PASSAGE TO READ:
──────────────────────────────

In below testing process, when the blank A with 72.8% water content is directly delivered to the hot-press shaping station 3 for drying without being delivered to the cold extrusion press station 2, a semi-finished product C with 1.4% water content is produced, wherein a drying time of the blank A with 72.8% water content is 29 seconds. When the blank A with 72.8% water content is delivered to the cold extrusion press station 2 to be extrusion pressed for 10 seconds, a semi-dried blank B with a reduced 33.3% water content is produced, then the semi-dried blank B with the reduced 33.3% water content is moved to the hot-press shaping station 3 to be hot-press dried for 15 seconds, thus producing a semi-finished product C with 1.4% water content. Thereby, the blank A with 72.8% water content is dried to produce the semi-finished product C with the 1.4% water content. It is to be noted that when the blank A with the 72.8% water content is directly delivered to the hot-press shaping station 3 for drying without being delivered to the cold extrusion press station 2, the drying time of the blank A with the 72.8% water content is 29 seconds. However, when the blank A with the 72.8% water content is delivered to the cold extrusion press station 2 to be extrusion pressed, and the semi-dried blank B with the reduced 33.3% water content is produced and is moved further to the hot-press shaping station 3 to be hot-press dried for 15 seconds, wherein a ratio of drying times of the above-mentioned two methods is 2:1. The semi-dried blank B with the reduced 33.3% water content in the cold extrusion press station 2 is saved heat energy of the hot-press shaping station 3, wherein a ratio of the saved heat energy of above-mentioned two stations is 3:2. But, under different factors (such as a mold shape, product shape, size and thickness, the ratios of the drying time) are different. Preferably, when the blank A is extrusion pressed in the cold extrusion press 2 and then is dried in the hot-press shaping station 3 to produce the semi-finished product C, the drying time is shorter and a heat consumption is decreased.

From above-mentioned testing result, the drying times to the semi-dried blank B and the blank A with the 1.4% water content are 15 seconds and 29 seconds respectively, thus saving 14-seconds energy consumption and drying time. When the blank A with more water content is hot-press dried in the hot-press shaping station 3, the lower mold 22 is cooled by the water and is vaporized effectively, so a heating temperature has to be compensated, and more water content is vaporized, thus increasing the drying time. A cooling effect of the lower mold in the hot-press shaping station 3 is lower than that of the semi-dried blank B in the cold extrusion press station, thus a temperature compensating speed and a vaporizing speed of the lower mold in the hot-press shaping station is faster.

Thereby, the energy-saving production process method of the present invention comprises the steps of the vacuum pulp-suction dewatering, the cold extrusion dewatering, and the hot-press dry dewatering, wherein the vacuum pulp-suction dewatering is configured to reduce the water content of the blank A to 68% to 75%, the cold extrusion dewatering is applied to dewatered the blank A to produce the semi-dried blank B with 55% to 60% water content, and the hot-press drying dewatering is used to dewater the semi-dried blank B with the 50% to 60% water content to produce the semi-finished product C with below 3% water content, thus shortening a production time and reducing a consumption of heat energy for drying.

──────────────────────────────

DATA SUPPLIED:
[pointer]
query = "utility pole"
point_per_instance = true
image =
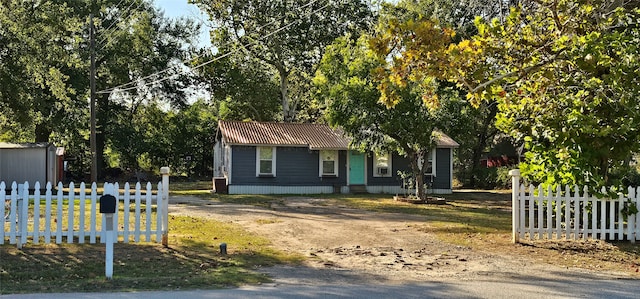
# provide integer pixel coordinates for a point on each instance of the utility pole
(92, 83)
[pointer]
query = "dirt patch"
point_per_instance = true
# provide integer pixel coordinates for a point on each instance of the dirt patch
(389, 247)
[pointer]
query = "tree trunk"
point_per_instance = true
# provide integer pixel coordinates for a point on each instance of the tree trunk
(42, 132)
(288, 114)
(482, 141)
(418, 174)
(102, 118)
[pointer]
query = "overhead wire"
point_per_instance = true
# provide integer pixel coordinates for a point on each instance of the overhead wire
(123, 87)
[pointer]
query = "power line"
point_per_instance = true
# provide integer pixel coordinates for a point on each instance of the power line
(251, 44)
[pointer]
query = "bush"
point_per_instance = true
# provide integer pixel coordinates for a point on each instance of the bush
(493, 178)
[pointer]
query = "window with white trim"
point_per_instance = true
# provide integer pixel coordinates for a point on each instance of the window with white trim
(265, 161)
(382, 165)
(328, 163)
(430, 166)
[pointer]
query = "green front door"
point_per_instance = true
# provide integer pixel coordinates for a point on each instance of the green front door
(356, 168)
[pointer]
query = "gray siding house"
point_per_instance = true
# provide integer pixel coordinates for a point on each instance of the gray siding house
(30, 162)
(289, 158)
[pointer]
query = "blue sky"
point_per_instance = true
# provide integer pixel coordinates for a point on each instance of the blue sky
(180, 8)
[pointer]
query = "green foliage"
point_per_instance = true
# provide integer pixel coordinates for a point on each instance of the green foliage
(563, 74)
(345, 82)
(492, 178)
(153, 138)
(283, 37)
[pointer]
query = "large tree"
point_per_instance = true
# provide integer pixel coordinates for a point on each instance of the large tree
(564, 74)
(566, 80)
(44, 68)
(140, 62)
(346, 83)
(40, 61)
(288, 36)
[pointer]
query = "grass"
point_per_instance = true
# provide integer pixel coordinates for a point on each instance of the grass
(478, 220)
(192, 260)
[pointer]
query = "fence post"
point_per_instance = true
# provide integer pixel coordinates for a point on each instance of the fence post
(165, 205)
(515, 185)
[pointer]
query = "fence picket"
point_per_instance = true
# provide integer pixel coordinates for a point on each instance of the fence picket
(127, 206)
(522, 211)
(47, 213)
(138, 203)
(567, 212)
(558, 198)
(3, 195)
(70, 212)
(594, 216)
(574, 213)
(12, 215)
(147, 208)
(36, 213)
(59, 215)
(549, 197)
(33, 216)
(115, 191)
(636, 200)
(159, 213)
(540, 207)
(82, 216)
(630, 232)
(24, 215)
(93, 224)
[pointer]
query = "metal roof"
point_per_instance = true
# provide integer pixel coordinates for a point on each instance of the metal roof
(315, 136)
(443, 140)
(24, 145)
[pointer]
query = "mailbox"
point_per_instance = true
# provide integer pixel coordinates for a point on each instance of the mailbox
(107, 204)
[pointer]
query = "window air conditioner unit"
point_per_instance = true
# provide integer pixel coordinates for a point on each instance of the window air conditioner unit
(383, 170)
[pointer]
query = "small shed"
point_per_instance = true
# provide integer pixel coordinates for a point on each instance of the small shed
(30, 162)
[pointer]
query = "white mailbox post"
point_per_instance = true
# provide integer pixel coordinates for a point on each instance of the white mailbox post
(108, 208)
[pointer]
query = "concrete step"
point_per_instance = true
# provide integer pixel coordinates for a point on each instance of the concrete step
(358, 189)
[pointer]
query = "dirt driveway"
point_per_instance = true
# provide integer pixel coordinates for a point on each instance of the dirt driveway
(356, 246)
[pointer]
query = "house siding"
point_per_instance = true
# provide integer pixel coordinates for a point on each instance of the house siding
(442, 180)
(295, 166)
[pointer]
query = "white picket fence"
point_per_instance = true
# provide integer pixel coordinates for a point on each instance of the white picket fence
(72, 215)
(571, 214)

──────────────────────────────

According to the drying-process text, for how many seconds is blank A extrusion pressed at the cold extrusion press station 2? The entries are separate material, unconnected to the drying-process text.

10 seconds.